Excerpts from a dataset on object pointing:
****************
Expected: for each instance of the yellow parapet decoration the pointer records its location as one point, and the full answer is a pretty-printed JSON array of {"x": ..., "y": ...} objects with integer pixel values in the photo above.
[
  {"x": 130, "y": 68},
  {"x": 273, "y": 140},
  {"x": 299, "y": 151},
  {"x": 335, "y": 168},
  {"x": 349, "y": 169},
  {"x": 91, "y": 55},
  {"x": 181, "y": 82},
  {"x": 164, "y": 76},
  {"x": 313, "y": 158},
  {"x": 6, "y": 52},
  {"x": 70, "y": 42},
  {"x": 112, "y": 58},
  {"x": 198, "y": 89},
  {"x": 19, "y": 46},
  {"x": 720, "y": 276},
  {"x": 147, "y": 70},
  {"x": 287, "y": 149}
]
****************
◆ **Exercise goal**:
Convert the entries above into a JSON list of strings, one string per line, omitting any blank lines.

◆ **Solution for this exercise**:
[
  "Expected: for each instance of the yellow parapet decoration the pointer records its location as one point, and the full answer is a pretty-printed JSON array of {\"x\": ..., \"y\": ...} objects with integer pixel values in the photo above.",
  "[",
  "  {\"x\": 130, \"y\": 68},",
  "  {\"x\": 273, \"y\": 140},",
  "  {\"x\": 299, \"y\": 151},",
  "  {\"x\": 335, \"y\": 168},",
  "  {\"x\": 349, \"y\": 169},",
  "  {\"x\": 91, \"y\": 55},",
  "  {\"x\": 181, \"y\": 82},",
  "  {\"x\": 164, \"y\": 76},",
  "  {\"x\": 313, \"y\": 158},",
  "  {\"x\": 6, \"y\": 52},",
  "  {\"x\": 70, \"y\": 42},",
  "  {\"x\": 112, \"y\": 58},",
  "  {\"x\": 198, \"y\": 89},",
  "  {\"x\": 19, \"y\": 46},",
  "  {\"x\": 720, \"y\": 276},",
  "  {\"x\": 147, \"y\": 70},",
  "  {\"x\": 287, \"y\": 149}",
  "]"
]